(Recorded data)
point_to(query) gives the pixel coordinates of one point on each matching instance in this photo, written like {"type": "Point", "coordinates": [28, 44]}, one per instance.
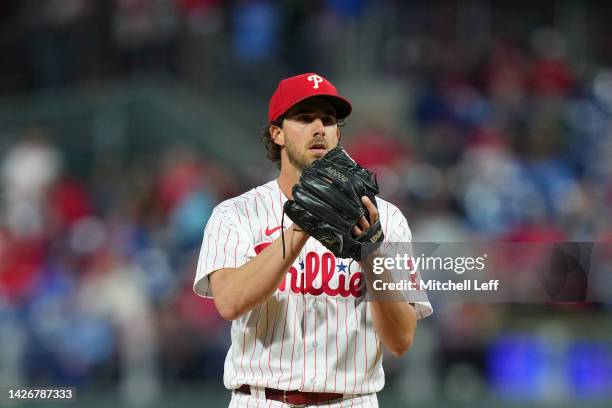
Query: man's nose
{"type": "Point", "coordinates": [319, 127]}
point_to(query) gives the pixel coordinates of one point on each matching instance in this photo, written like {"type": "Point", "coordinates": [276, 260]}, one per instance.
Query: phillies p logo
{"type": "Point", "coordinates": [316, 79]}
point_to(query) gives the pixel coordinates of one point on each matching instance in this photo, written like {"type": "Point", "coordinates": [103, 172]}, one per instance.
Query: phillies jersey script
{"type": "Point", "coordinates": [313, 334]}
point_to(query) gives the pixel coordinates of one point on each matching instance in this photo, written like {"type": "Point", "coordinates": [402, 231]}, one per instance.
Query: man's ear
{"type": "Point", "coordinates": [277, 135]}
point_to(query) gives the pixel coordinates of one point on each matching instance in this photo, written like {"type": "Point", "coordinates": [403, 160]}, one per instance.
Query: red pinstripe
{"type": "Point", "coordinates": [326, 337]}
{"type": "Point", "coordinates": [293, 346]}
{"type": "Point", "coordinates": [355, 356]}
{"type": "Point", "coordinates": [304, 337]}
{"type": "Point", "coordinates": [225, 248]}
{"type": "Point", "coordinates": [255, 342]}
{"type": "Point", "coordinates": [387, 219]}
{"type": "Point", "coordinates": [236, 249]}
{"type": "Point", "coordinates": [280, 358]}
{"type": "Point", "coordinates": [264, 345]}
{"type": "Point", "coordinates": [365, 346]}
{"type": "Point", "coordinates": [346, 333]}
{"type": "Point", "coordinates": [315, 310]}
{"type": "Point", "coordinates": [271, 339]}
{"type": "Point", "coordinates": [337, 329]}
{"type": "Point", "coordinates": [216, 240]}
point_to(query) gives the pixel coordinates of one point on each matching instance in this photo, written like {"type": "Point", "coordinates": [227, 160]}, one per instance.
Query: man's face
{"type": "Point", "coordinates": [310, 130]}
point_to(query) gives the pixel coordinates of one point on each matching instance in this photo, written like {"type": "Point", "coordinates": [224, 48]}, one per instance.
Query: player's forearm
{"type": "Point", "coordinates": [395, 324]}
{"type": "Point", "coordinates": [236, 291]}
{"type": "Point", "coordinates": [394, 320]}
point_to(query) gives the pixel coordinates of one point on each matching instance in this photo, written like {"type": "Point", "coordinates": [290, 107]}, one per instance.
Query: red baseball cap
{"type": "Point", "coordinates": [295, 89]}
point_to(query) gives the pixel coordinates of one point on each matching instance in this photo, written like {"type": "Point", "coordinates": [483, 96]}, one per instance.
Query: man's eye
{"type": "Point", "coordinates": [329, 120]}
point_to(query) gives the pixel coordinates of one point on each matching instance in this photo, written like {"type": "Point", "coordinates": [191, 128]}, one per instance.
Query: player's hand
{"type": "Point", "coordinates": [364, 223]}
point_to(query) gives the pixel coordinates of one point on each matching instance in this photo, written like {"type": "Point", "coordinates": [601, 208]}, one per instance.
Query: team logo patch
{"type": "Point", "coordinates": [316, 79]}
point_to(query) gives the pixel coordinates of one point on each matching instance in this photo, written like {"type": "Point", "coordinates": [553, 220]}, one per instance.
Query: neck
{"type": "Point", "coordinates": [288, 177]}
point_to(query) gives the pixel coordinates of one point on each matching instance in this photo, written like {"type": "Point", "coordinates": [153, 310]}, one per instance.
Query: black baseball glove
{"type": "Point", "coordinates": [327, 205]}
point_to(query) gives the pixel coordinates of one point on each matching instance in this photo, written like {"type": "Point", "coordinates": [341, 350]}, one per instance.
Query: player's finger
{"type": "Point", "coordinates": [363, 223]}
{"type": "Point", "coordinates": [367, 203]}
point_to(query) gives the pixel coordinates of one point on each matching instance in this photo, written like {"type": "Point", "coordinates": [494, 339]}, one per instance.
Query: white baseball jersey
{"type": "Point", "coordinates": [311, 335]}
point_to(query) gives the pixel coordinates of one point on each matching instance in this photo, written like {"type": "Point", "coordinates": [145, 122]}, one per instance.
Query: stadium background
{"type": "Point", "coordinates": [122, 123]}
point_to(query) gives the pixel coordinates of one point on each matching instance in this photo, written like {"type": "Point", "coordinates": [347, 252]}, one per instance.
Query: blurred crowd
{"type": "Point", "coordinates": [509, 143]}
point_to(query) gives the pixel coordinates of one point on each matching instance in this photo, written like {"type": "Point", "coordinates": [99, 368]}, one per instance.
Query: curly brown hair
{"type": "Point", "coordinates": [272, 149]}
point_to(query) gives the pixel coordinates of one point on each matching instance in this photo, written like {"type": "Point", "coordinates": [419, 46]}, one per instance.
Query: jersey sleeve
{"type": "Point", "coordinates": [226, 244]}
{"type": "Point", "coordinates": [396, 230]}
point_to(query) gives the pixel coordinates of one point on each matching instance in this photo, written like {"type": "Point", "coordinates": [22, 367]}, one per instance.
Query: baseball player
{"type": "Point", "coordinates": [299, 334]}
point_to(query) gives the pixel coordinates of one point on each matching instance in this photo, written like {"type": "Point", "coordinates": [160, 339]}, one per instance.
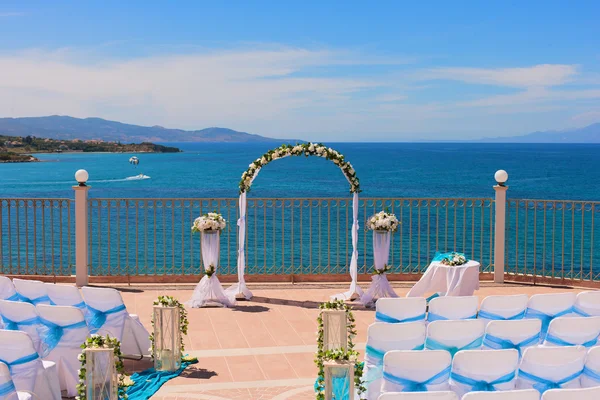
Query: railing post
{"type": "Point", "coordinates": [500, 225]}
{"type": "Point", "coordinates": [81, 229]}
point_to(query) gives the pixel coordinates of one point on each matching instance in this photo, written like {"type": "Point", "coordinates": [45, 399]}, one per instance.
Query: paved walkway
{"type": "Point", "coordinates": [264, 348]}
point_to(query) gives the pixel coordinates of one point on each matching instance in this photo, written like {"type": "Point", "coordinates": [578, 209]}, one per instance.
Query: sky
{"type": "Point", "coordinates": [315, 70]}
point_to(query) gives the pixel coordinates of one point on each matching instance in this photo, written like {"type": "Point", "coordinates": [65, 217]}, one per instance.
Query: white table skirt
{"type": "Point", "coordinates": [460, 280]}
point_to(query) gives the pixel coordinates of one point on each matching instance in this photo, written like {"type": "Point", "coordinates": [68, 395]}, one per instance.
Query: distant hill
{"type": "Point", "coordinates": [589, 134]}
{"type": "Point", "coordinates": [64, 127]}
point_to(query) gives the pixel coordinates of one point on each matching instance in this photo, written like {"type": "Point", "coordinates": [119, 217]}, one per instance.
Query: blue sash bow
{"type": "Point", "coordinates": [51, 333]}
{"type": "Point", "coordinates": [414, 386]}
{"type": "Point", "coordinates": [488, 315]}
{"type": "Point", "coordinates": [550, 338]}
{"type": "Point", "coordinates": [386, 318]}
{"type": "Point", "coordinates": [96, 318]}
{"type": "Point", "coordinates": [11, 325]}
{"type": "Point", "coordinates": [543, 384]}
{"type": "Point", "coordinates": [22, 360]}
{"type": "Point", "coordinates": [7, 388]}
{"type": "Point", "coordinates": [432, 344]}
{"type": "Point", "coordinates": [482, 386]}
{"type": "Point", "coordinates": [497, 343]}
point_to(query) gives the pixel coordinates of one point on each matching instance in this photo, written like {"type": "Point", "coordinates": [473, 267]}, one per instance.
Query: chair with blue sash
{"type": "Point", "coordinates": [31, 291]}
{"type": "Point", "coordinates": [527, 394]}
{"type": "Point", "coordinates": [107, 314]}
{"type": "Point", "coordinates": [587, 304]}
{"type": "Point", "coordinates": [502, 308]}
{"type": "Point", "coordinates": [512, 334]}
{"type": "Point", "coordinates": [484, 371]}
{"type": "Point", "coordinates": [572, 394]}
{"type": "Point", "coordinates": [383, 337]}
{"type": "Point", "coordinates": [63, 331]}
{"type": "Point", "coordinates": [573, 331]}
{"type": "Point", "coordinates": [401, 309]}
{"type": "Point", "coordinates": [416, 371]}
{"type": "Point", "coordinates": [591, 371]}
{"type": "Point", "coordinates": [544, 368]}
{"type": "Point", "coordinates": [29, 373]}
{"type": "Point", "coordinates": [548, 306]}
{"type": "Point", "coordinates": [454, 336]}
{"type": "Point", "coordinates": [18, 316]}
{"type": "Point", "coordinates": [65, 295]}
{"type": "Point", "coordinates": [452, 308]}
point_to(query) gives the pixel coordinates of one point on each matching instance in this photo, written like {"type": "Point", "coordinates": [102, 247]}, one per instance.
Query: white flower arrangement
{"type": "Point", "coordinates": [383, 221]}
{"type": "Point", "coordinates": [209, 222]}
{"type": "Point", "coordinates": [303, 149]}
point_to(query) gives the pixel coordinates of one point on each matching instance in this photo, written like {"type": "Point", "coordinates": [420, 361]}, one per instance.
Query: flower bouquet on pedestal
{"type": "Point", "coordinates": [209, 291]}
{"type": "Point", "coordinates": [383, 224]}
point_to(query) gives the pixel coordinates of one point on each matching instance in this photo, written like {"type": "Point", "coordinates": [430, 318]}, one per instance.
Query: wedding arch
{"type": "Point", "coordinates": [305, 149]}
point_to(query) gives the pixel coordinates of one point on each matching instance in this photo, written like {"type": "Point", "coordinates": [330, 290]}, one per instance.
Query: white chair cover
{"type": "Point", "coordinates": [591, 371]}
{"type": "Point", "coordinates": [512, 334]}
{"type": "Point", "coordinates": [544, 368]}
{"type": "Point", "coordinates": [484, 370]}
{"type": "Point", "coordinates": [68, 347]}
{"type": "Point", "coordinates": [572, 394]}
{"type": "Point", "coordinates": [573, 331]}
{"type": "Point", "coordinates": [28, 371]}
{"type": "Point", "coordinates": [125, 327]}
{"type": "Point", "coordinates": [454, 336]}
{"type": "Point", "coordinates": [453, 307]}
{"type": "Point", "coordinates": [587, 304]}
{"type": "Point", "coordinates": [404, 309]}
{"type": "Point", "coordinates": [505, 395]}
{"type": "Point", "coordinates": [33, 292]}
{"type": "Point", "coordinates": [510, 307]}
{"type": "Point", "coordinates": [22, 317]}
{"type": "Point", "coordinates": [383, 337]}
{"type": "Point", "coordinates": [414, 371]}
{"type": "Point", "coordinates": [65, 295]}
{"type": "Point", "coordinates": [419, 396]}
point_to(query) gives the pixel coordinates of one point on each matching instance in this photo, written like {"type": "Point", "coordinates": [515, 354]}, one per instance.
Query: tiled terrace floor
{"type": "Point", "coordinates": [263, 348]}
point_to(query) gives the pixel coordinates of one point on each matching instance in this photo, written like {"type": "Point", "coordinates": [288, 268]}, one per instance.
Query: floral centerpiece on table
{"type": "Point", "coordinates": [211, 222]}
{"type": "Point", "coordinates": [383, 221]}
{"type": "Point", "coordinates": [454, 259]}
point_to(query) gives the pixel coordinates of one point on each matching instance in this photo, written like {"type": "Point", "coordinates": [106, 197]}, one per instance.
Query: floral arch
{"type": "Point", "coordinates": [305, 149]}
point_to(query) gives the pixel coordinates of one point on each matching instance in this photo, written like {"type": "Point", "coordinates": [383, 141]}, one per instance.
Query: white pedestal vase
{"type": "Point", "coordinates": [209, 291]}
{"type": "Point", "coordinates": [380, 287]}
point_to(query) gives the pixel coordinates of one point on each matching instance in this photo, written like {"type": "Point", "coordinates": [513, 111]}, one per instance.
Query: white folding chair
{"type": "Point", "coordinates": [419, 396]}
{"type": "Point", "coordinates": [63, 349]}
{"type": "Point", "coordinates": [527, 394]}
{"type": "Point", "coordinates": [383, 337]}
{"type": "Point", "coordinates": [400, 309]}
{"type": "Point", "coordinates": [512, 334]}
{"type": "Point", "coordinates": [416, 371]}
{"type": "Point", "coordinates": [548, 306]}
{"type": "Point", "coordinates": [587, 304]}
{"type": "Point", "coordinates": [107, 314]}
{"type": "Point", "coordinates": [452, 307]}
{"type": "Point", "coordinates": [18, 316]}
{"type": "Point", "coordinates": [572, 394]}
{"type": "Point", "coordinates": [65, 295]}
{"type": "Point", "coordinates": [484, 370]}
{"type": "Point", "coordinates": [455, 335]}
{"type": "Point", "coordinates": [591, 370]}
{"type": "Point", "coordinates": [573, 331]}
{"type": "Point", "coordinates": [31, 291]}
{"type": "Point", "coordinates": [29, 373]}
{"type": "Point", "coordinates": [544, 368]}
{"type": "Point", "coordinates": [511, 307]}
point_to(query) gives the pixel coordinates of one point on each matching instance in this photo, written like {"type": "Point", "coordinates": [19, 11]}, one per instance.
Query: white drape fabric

■ STATED EXERCISE: Return each line from the items above that contains the string "flower".

■ EXERCISE SOLUTION:
Query: white flower arrangement
Query: flower bouquet on pedestal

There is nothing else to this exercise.